- **RECORD SET**:
........

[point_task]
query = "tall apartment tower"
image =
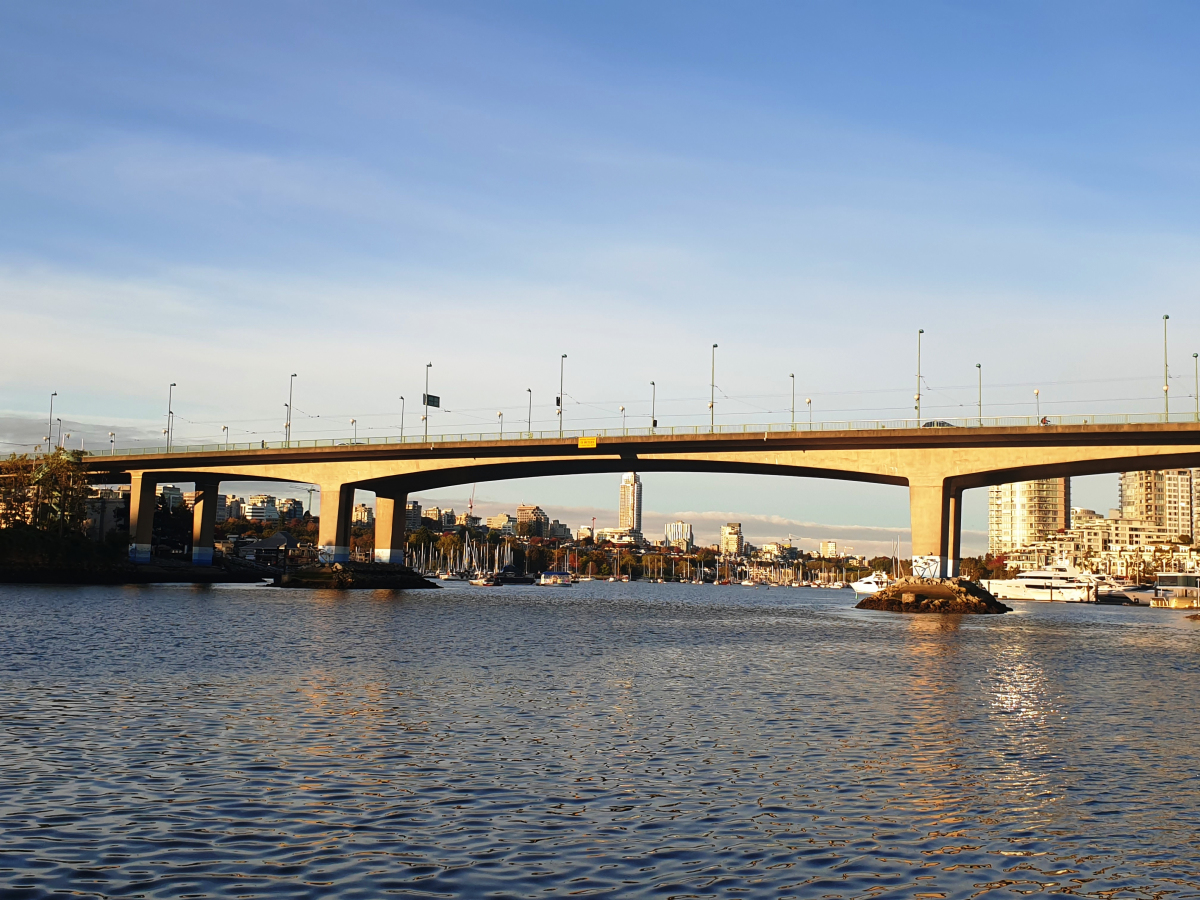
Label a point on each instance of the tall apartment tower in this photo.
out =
(631, 503)
(1165, 498)
(1026, 513)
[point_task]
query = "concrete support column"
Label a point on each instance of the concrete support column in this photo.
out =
(391, 520)
(142, 503)
(336, 504)
(204, 519)
(936, 516)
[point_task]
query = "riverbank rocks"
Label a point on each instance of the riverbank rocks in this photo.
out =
(946, 595)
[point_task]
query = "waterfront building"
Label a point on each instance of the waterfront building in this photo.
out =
(107, 510)
(222, 504)
(172, 497)
(732, 543)
(621, 537)
(678, 534)
(289, 508)
(504, 523)
(532, 521)
(261, 508)
(630, 514)
(1167, 497)
(1024, 513)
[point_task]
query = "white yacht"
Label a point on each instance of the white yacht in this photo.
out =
(1059, 582)
(873, 583)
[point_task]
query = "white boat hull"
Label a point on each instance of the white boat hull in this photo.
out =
(1013, 589)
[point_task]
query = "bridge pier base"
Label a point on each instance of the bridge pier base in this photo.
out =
(142, 504)
(936, 517)
(334, 538)
(391, 517)
(204, 520)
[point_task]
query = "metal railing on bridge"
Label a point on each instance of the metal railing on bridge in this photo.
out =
(574, 435)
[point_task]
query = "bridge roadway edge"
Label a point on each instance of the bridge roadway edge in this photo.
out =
(936, 465)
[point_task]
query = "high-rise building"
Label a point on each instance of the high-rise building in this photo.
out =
(732, 543)
(532, 521)
(1025, 513)
(630, 517)
(504, 523)
(1167, 498)
(678, 534)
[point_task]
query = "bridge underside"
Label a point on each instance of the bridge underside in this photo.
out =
(936, 468)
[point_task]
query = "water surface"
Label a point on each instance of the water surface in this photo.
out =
(595, 741)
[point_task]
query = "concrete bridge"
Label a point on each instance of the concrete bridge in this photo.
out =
(936, 463)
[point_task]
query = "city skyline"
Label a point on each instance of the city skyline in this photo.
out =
(379, 210)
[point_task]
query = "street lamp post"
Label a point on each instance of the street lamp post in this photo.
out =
(919, 333)
(979, 370)
(712, 394)
(171, 414)
(51, 426)
(1167, 378)
(287, 427)
(426, 417)
(562, 364)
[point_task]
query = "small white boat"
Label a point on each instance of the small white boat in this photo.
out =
(873, 583)
(1061, 582)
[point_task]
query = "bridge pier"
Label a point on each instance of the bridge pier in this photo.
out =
(204, 519)
(142, 504)
(936, 517)
(334, 537)
(391, 519)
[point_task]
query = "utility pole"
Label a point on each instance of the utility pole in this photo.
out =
(1167, 402)
(562, 363)
(49, 429)
(712, 394)
(171, 414)
(287, 429)
(426, 417)
(979, 369)
(919, 333)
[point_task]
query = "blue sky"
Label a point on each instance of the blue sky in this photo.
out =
(220, 195)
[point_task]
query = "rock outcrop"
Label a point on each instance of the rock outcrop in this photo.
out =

........

- **YOUR INSTRUCTIONS**: Rewrite all of the entries above, changing each occurrence of "photo" to "image" and leaving everything else unchanged. Omit the pictures from your answer.

- **WRITTEN SOLUTION**:
[point_task]
query = "tall apartment tower"
image =
Label a point on each instance of the tall apartment tower in this image.
out =
(631, 503)
(1165, 498)
(1026, 513)
[point_task]
query = "concrete support column"
Label a point on each instance of the concrete support column in this image.
out =
(391, 520)
(142, 503)
(336, 504)
(204, 519)
(936, 516)
[point_task]
query = "riverbank rocks"
Label a point on each instance of the riverbank rocks in this image.
out =
(946, 595)
[point_task]
query = "waterfront building"
Label a point on each instance of the waterfront building in this image.
out =
(107, 510)
(222, 504)
(172, 497)
(732, 543)
(621, 537)
(678, 534)
(289, 508)
(504, 523)
(532, 521)
(261, 508)
(630, 514)
(1167, 497)
(1024, 513)
[point_task]
query = "white yacht"
Label a point on each instance of the white yacht in this image.
out =
(1059, 582)
(873, 583)
[point_task]
query = "white boat hull"
Label a point on each instance of the white boat hull in this image.
out =
(1013, 589)
[point_task]
query = "bridge pier base"
Label a point on each instance of the bridge pier base in this image.
out =
(142, 504)
(936, 517)
(334, 538)
(391, 517)
(204, 520)
[point_task]
query = "metal railing on bridge"
Label a point on each instance of the metal railing on bridge in this image.
out =
(574, 435)
[point_task]
query = "bridge roadway edge"
Label a point on each instance of the bridge roadway edge in this image.
out =
(936, 465)
[point_task]
query = "high-rise building"
Label a point on each instance of the high-rise building in this image.
out =
(732, 543)
(532, 521)
(1025, 513)
(630, 517)
(504, 523)
(1167, 498)
(678, 534)
[point_task]
query = "bridge underside"
Label a point on each instance of the bridge underside in this image.
out =
(936, 468)
[point_task]
query = "water surface"
Label a point on each instance of the water surface in this image.
out =
(595, 741)
[point_task]
query = "concrete bridge"
Label a point on each instance of the concrete bridge in this image.
out =
(936, 463)
[point_task]
query = "city skyline"
Label a point on each instance of the city skyline in this image.
out =
(379, 210)
[point_task]
query = "street lamp post"
Label a point on each instance of the street lamp post in this image.
out =
(919, 333)
(979, 370)
(712, 394)
(171, 414)
(51, 426)
(1167, 378)
(287, 427)
(426, 417)
(562, 364)
[point_task]
query = "small white boat"
Label a point on each instance of the small white boat in this image.
out =
(873, 583)
(1061, 582)
[point_task]
query = "bridge pier"
Label a point on each instance of the bridge pier in this image.
out =
(204, 519)
(142, 504)
(936, 517)
(334, 537)
(391, 519)
[point_task]
query = "utility pole"
Label a point on each instance of the utility pole in this image.
out =
(1167, 402)
(562, 363)
(49, 429)
(712, 394)
(171, 414)
(287, 429)
(426, 417)
(979, 369)
(919, 333)
[point_task]
query = "blue sky"
Label a point on each instance of the blue sky in this image.
out =
(220, 195)
[point_task]
query = "rock outcrop"
Label a point on each instance of the rock outcrop in this image.
out =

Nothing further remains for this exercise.